**STATED EXERCISE**
In the Antarctic research passage below, what ship is the field team working aboard?

**SOURCE**

++++++

Dr. Ron Kiene is guiding his research team from afar – with e-mail and satellite phone communications.  His team of two graduate students, a post-doc and a technician is about as far away as you can get without leaving the planet.  They are aboard the 310-foot icebreaker Nathaniel B. Palmer in the Ross Sea, Antarctica, where they are studying how important sulfur compounds like dimethylsulfide (DMS) are cycled in the rich plankton blooms that form in Antarctic waters.  DMS is a gas that plays a critical role in the Earth’s climate system after it is emitted from ocean waters to the atmosphere.  The study of DMS also offers insights into the ecology and chemistry of the oceans.

++++++

**PROVIDED RECORDS**

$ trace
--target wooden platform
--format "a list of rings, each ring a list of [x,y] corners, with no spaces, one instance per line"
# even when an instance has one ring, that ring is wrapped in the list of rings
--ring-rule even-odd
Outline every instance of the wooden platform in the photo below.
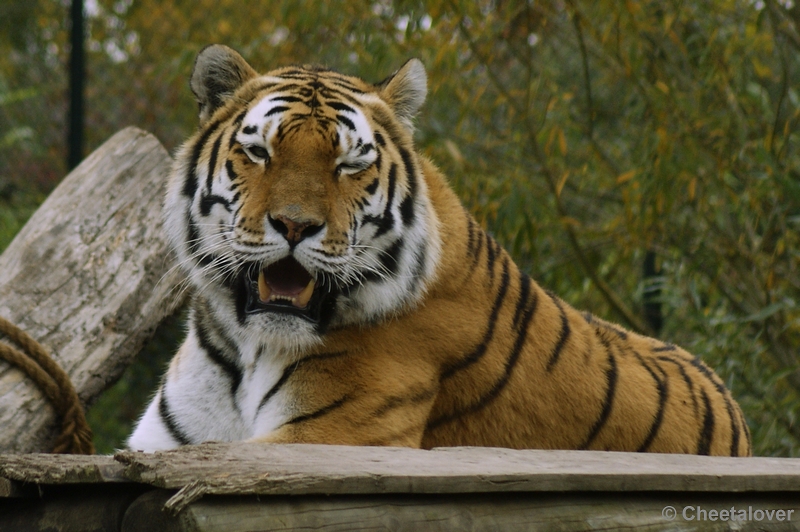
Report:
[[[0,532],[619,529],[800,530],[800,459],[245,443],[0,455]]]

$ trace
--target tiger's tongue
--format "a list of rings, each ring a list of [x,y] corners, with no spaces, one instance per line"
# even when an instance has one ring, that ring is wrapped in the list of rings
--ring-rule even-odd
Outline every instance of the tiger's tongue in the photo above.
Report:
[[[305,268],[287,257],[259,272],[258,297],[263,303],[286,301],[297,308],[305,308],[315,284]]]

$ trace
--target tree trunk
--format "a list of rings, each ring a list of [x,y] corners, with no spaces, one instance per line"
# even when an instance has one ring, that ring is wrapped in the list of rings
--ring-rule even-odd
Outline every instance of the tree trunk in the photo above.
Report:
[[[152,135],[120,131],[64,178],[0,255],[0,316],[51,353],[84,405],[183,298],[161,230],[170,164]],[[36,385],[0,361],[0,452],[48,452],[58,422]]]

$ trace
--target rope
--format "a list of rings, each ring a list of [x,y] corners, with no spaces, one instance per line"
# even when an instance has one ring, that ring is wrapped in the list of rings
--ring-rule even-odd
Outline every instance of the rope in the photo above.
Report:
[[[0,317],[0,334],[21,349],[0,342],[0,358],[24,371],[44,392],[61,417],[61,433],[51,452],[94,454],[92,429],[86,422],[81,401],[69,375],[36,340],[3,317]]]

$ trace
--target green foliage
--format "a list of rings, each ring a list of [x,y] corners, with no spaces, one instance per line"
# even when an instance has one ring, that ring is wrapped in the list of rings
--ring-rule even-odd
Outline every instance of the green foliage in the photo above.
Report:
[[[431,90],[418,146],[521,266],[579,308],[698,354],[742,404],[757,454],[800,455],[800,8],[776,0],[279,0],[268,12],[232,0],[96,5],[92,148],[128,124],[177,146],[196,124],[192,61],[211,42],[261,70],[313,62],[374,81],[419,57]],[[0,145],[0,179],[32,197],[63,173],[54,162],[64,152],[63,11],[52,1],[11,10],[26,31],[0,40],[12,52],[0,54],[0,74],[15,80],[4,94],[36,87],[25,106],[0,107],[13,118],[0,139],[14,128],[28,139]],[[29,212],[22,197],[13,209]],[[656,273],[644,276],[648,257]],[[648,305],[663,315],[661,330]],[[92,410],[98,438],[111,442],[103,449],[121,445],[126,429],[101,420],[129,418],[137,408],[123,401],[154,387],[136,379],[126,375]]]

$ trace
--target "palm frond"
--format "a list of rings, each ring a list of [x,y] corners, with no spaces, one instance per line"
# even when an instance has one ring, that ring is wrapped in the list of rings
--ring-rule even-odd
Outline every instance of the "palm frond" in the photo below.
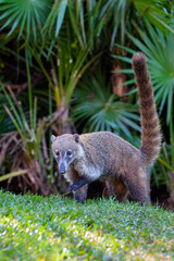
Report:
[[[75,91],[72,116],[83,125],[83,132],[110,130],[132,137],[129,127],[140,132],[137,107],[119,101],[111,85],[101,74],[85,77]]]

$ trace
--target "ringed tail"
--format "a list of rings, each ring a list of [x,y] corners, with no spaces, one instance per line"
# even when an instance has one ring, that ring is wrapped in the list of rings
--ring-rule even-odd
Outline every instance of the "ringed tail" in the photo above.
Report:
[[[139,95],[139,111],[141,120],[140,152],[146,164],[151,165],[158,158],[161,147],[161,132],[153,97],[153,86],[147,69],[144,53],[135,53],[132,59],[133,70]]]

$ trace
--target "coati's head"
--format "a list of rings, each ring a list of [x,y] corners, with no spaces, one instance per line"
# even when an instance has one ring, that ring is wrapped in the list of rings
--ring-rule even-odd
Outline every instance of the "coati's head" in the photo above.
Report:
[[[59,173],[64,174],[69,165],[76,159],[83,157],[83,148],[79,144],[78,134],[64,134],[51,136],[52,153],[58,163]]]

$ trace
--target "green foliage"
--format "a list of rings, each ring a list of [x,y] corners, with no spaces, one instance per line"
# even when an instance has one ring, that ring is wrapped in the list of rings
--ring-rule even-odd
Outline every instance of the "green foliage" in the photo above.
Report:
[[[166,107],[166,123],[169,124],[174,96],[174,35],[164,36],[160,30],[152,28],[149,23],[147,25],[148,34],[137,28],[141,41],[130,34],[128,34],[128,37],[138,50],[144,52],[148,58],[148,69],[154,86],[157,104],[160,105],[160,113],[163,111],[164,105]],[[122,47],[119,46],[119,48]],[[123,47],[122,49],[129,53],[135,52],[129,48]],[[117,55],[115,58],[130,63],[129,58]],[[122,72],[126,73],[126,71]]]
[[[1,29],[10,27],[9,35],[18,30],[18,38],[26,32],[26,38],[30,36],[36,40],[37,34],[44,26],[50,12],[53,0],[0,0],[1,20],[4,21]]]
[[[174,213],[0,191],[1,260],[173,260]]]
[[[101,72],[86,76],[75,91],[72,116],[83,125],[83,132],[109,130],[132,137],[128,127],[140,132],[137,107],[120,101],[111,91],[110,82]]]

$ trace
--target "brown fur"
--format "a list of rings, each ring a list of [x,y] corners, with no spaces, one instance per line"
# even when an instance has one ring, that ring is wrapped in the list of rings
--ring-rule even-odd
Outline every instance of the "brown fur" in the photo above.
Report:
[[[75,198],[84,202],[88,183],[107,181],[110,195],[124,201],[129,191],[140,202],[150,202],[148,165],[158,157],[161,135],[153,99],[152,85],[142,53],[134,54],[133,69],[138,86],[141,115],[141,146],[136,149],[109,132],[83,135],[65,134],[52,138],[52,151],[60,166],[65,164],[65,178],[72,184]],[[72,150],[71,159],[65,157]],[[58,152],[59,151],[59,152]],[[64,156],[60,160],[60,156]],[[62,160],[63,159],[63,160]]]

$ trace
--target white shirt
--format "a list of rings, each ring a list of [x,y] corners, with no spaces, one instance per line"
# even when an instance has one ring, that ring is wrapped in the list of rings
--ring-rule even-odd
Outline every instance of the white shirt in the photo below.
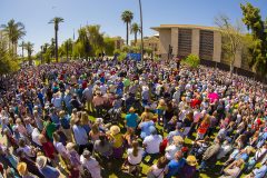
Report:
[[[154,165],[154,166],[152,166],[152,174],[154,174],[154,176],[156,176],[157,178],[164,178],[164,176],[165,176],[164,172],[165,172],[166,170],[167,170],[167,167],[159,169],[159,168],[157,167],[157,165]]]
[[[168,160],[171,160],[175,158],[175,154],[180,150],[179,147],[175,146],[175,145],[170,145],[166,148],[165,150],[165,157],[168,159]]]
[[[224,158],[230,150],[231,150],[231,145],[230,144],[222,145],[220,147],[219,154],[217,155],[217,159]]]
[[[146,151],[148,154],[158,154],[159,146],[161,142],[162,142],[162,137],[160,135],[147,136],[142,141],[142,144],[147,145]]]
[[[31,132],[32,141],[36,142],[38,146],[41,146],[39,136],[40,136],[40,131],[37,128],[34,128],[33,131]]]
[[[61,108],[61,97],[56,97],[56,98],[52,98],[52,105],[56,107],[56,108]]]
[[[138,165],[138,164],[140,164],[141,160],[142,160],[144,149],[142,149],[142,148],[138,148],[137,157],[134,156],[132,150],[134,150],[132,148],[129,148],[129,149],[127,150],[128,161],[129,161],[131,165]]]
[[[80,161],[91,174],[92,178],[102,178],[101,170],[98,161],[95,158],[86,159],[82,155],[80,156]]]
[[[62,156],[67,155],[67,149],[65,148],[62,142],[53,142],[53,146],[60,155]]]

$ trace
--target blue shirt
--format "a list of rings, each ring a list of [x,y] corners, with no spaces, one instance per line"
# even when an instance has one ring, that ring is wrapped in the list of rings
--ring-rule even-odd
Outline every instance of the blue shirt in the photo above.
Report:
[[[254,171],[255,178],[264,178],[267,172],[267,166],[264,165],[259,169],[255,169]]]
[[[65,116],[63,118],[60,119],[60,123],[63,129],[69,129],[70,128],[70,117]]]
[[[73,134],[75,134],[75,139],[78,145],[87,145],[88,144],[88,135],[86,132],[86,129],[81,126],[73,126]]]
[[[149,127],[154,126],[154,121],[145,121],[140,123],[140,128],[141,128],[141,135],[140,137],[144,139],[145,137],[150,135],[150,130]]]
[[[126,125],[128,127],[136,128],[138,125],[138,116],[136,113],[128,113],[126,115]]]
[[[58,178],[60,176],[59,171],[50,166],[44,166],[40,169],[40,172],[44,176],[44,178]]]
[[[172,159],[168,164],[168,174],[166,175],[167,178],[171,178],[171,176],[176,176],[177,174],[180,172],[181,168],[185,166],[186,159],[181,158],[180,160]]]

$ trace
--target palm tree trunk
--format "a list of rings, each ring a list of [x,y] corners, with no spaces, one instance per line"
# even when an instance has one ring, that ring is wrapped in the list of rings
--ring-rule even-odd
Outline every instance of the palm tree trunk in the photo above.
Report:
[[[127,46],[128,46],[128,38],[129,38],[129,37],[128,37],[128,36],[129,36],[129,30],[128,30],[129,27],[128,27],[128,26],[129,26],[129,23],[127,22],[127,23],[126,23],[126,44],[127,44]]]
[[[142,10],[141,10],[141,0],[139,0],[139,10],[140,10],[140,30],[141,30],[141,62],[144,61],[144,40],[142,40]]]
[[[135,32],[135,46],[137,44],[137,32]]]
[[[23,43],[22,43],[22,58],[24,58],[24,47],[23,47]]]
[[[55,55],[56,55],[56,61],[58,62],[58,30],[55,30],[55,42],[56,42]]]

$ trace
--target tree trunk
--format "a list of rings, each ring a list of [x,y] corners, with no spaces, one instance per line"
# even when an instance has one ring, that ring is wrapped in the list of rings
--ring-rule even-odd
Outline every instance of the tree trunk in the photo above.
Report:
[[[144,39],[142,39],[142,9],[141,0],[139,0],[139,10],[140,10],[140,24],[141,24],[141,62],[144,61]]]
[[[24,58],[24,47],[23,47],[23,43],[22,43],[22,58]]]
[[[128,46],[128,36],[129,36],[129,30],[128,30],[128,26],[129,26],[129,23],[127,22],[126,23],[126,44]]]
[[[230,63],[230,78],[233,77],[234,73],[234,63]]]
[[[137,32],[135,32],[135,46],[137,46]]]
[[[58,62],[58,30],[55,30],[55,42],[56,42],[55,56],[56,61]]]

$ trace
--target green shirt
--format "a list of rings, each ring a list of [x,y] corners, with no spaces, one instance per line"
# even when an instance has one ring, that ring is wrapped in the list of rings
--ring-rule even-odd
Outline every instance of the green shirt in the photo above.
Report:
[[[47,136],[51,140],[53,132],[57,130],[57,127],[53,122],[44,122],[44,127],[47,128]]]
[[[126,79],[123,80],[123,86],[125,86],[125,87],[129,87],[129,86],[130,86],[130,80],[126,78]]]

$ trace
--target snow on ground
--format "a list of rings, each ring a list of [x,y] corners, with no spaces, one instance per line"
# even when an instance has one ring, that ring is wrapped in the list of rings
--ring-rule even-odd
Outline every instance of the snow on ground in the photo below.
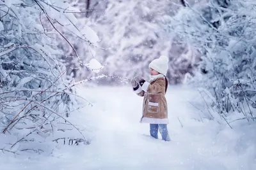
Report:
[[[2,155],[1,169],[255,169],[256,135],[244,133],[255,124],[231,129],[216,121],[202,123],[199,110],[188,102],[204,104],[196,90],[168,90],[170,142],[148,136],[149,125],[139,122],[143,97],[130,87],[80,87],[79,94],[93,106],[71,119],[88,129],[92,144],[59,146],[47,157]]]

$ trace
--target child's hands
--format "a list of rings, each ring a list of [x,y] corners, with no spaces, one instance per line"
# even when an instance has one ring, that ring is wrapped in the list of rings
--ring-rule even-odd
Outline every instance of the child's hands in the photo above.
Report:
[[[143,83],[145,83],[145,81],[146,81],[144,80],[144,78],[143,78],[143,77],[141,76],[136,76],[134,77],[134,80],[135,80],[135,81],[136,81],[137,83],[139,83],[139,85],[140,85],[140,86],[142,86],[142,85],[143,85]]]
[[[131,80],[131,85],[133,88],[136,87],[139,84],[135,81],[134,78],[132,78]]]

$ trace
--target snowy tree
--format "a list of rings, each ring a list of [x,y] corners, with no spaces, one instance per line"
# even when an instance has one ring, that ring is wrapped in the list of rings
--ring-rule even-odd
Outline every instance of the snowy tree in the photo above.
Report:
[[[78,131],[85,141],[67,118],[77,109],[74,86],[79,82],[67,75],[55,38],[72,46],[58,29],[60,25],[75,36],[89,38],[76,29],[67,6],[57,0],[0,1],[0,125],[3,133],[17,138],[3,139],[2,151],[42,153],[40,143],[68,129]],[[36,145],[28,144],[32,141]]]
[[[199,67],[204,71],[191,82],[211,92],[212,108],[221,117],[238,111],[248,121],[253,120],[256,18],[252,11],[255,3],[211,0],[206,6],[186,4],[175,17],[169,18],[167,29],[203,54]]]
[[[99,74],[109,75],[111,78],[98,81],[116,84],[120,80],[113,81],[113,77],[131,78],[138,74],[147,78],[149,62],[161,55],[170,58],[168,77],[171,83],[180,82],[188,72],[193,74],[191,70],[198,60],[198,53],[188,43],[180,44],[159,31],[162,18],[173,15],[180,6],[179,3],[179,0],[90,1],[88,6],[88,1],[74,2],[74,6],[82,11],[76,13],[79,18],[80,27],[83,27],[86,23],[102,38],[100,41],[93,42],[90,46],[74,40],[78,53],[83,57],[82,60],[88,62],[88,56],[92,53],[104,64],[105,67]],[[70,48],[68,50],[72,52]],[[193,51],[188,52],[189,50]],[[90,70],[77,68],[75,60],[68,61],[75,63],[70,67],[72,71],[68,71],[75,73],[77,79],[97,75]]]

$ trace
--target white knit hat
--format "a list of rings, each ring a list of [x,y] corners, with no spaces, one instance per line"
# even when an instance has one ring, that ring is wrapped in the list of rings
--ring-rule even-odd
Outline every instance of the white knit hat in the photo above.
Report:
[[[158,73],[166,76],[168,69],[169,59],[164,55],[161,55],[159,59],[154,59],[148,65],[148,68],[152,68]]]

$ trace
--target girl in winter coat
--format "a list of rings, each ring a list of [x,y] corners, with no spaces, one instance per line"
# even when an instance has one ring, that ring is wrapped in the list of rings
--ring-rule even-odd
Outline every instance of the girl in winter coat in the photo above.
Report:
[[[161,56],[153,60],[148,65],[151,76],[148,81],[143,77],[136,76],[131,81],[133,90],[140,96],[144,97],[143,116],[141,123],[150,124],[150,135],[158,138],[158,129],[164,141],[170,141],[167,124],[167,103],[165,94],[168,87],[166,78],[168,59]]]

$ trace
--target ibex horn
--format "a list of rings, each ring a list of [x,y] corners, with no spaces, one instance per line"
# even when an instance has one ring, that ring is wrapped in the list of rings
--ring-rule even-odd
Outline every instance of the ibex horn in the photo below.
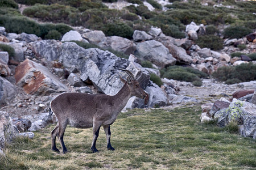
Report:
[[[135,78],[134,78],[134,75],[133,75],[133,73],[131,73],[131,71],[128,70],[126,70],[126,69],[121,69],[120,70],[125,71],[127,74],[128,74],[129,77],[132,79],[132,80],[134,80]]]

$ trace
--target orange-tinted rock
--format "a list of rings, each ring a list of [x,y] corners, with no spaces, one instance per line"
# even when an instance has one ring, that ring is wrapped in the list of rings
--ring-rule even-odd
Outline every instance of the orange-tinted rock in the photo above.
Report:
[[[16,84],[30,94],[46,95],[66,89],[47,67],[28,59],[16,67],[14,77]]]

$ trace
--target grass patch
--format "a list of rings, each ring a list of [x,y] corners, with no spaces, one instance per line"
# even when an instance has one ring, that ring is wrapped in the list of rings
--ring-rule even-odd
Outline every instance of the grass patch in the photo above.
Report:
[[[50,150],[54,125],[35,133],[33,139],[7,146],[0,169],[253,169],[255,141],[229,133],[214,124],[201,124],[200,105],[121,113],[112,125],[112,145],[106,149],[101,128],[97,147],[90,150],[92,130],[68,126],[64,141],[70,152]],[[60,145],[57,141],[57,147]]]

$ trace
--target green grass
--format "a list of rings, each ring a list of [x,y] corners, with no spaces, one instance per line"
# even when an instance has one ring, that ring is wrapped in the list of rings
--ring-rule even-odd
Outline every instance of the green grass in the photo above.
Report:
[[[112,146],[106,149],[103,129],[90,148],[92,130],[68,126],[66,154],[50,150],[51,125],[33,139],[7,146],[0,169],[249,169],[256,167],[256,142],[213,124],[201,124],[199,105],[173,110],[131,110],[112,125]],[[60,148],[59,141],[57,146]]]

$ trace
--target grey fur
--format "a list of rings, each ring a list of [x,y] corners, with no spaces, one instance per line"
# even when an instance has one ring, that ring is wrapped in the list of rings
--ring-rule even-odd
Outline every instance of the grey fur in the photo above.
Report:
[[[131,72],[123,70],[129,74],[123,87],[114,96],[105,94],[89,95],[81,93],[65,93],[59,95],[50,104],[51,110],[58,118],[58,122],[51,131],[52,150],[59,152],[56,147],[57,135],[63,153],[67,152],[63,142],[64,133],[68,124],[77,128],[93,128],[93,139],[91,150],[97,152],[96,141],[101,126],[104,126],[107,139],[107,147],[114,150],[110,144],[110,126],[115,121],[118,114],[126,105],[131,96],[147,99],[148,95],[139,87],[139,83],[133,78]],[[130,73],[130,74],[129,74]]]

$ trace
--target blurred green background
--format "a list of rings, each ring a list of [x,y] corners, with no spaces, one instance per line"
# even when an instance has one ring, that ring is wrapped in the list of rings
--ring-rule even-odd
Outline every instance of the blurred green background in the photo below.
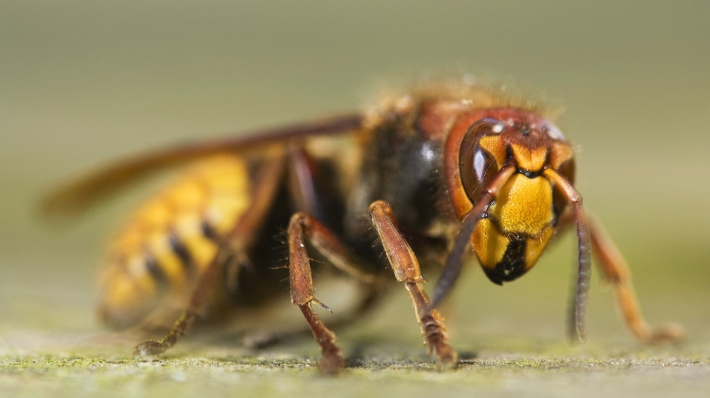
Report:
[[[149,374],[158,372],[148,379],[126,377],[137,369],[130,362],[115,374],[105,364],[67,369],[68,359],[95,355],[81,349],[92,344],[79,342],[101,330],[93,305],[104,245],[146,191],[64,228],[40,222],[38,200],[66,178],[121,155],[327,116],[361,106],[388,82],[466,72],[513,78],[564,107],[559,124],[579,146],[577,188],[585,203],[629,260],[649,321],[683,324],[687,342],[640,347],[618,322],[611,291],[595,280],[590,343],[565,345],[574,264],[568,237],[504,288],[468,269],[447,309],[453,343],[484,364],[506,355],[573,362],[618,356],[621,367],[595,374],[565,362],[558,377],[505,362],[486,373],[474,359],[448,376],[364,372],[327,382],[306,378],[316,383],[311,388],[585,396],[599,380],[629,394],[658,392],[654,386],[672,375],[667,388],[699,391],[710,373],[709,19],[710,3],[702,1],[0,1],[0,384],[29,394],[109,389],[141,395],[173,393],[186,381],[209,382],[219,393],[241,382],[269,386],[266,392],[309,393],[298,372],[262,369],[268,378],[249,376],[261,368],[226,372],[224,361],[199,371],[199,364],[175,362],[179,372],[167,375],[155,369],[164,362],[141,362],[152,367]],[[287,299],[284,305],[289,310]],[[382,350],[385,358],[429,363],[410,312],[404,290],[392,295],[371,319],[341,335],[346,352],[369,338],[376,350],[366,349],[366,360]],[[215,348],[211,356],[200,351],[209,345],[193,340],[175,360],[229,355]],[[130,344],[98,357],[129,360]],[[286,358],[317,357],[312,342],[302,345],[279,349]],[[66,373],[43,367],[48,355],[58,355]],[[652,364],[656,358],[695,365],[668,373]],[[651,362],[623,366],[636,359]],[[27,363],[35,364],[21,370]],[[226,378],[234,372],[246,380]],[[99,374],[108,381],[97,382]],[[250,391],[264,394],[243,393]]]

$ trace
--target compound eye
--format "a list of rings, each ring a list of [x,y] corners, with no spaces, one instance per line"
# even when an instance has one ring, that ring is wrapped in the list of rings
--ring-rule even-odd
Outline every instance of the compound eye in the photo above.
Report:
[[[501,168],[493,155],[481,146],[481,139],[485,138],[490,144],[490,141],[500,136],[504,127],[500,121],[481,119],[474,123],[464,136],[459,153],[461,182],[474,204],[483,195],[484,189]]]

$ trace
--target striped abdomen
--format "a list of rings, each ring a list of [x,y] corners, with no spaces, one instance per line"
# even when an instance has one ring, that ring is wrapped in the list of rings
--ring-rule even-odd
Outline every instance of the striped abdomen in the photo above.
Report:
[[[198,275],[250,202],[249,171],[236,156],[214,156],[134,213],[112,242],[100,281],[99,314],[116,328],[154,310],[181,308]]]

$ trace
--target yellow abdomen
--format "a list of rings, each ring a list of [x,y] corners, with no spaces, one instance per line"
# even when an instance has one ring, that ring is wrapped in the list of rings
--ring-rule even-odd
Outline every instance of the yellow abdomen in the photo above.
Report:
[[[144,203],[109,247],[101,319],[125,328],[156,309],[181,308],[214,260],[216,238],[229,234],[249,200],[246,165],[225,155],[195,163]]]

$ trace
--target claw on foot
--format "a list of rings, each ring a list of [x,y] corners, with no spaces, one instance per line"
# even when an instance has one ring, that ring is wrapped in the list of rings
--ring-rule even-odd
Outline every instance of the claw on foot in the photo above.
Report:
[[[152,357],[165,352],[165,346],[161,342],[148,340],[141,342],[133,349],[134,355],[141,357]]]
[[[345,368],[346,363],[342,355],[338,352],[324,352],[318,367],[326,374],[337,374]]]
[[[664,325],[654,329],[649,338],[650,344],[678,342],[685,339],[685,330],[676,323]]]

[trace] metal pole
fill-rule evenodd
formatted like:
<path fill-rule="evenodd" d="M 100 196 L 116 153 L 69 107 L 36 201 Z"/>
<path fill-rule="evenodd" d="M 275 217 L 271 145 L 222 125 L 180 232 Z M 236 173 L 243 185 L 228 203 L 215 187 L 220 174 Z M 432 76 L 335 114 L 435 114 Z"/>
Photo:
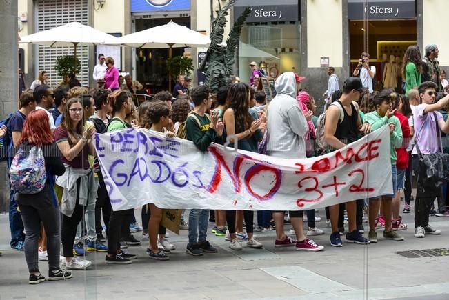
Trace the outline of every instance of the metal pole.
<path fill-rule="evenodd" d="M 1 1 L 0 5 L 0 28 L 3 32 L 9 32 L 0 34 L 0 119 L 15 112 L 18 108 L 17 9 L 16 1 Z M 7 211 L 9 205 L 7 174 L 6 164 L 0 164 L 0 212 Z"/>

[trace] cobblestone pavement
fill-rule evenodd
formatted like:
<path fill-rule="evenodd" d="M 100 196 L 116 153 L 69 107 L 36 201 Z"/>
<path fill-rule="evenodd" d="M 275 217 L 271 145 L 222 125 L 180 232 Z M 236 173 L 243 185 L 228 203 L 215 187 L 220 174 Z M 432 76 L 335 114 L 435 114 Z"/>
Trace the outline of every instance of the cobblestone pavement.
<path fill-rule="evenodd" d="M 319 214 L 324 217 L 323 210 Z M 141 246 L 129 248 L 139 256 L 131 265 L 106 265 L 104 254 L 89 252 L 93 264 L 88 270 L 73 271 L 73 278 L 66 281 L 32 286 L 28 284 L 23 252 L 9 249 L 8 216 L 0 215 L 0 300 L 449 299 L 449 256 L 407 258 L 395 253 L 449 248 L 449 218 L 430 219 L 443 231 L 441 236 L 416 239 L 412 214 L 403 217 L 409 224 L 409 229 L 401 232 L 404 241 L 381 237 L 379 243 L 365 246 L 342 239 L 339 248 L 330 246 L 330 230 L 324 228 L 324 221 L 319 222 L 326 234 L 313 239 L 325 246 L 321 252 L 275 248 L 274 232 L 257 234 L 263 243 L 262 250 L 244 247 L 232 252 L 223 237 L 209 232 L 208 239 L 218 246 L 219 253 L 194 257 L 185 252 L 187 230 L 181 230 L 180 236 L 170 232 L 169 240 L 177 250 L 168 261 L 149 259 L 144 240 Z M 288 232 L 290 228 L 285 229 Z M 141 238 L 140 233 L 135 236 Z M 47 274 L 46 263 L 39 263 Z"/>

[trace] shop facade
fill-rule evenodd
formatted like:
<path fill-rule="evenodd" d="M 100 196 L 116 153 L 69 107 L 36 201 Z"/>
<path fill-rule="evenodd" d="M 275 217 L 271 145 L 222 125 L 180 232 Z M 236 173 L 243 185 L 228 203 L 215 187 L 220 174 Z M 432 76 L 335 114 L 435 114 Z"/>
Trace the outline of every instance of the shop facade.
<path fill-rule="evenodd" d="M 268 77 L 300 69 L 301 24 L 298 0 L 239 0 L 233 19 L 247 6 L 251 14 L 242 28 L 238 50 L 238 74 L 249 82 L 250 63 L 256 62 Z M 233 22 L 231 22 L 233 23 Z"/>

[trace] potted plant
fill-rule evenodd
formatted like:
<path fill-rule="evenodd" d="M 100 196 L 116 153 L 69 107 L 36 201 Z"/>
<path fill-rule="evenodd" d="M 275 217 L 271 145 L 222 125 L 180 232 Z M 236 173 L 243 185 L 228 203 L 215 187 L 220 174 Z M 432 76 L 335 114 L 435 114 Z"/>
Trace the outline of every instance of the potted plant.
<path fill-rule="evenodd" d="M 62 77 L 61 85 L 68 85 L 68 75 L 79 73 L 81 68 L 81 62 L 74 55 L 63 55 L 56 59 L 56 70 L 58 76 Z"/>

++++++

**FULL OUTPUT**
The 310-foot icebreaker Nathaniel B. Palmer.